OBJECTIVES |
1. In the Megatron toy review, which parts of the toy are made of rubber?
2. Please carry the Megatron toy review forward from its last sentence.
** START TEXT BLOCK **
When the first decent photos of Leader class Megatron surfaced - from a Japanese toy show - I was blown away by the level of detail in the sculpt and the attention to detail in the paintwork. Obviously, that was a display model so I'd expected much of the weathering to be omitted on the final retail version... but there are signs that they had attempted to retain at least some of it. However, the job looks unfinished. There are loads of areas where silver paint has been daubed and smeared on clumsily and not wiped off as you're meant to do for weathering detail. The armour 'skirt' panels (the only parts on this toy, other than the tip of the jet's nose, to be made of rubber) are the stand-out victims of this shoddy work, with way too much silver splashed onto the raised parts, but also the left shoulder seems to have been drawn on with a silver Sharpie. In all honesty, I would have preferred the weathering to be omitted entirely rather than have the shoddy work that's displayed here. The chest also features smudges of silver that look like the result of a finger-painting class in a primary school.
** END TEXT BLOCK **
** START EXTRACTED RECORDS **
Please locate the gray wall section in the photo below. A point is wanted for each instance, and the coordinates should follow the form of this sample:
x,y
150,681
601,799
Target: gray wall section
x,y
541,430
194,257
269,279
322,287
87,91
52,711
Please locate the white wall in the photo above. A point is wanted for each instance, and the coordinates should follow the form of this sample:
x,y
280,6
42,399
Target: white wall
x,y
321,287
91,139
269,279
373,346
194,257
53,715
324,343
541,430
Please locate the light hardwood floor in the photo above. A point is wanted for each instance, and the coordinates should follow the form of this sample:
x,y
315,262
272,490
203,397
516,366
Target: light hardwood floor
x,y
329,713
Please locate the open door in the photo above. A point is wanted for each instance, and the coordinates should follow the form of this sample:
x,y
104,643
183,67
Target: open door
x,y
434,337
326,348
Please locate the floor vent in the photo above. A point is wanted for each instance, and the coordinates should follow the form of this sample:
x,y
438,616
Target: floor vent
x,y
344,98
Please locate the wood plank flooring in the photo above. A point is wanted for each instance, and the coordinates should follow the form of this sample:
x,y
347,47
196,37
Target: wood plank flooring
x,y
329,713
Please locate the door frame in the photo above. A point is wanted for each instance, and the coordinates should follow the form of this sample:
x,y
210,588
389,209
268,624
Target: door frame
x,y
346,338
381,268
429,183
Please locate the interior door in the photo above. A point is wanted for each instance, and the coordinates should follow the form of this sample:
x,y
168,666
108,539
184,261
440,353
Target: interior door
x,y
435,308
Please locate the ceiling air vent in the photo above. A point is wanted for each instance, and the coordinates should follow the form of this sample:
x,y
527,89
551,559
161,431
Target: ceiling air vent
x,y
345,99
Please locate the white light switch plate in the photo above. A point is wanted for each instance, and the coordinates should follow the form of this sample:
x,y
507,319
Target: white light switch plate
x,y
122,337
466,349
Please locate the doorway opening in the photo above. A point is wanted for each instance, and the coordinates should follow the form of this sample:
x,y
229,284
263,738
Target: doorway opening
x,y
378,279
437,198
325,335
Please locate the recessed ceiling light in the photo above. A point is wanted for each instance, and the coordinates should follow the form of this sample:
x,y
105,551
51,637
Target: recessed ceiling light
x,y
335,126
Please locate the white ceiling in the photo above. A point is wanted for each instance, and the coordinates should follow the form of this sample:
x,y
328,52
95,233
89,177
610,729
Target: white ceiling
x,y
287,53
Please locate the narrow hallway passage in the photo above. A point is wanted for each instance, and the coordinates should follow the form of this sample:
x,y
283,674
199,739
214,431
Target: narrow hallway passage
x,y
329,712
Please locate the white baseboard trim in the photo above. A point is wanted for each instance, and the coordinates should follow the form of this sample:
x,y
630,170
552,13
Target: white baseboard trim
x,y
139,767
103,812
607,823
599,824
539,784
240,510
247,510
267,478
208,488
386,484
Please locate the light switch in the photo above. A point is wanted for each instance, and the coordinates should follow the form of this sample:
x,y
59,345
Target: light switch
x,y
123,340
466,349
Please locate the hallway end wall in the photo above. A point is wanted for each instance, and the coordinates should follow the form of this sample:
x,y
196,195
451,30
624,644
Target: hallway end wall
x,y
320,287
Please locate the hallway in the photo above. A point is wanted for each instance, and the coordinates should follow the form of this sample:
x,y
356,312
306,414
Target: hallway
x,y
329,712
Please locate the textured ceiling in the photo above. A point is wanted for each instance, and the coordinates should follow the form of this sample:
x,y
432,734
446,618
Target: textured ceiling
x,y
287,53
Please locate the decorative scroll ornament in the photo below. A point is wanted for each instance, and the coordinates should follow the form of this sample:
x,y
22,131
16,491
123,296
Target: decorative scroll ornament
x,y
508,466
** END EXTRACTED RECORDS **
RESULTS BY TASK |
1. The skirt panels and the tip of the jet's nose.

2.
Thankfully, this so-called 'weathering' is not the sum total of the paintwork - there are some areas on the chest, legs and feet that have been painted with the gunmetal colour that had been used quite sparingly on jet mode and, with the bare plastic already looking quite metallic, this paintwork does a great job of differentiating between separate armour panels and implies different materials and/or textures. It's particularly effective on the ankles/feet and on the chest, which look to be made up of several overlaid armour panels rather than one great chunk with lots of texture. It's far more coherent than the mass of sharp edges that made up Megatron's torso in the first two films.

I must say that I love the asymmetry of the overall look. Megatron's CGI models have tended to be fairly asymmetrical, particularly the Revenge of the Fallen version, with its gigantic murder arm. This one is rather more subtle about it, but it's pronounced enough that it reminds me of the likes of the original RiD/Car Robots Sky-Byte. In certain areas - the right side of his chest and the insides of his lower legs - he appears to have gaps in his armour, showing through to the (metallic mustard-painted) inner workings, and I find it interesting that the left side of his upper body features the heavier armour on the chest and the bulkier, more elaborate pauldron, featuring a large spike, while the arm that carries his main weapon has the lighter armour. Similarly, his forearms feature entirely different sculpted detail - the left looking like an elaborate, multi-layered vambrace, the right looks more mechanical, attempting to blend it into the cannon mounted there. It very much suits the Megatron-as-gladiator persona that developed in the IDW comics, but I still don't like the way it's been shoehorned into the movie aesthetic.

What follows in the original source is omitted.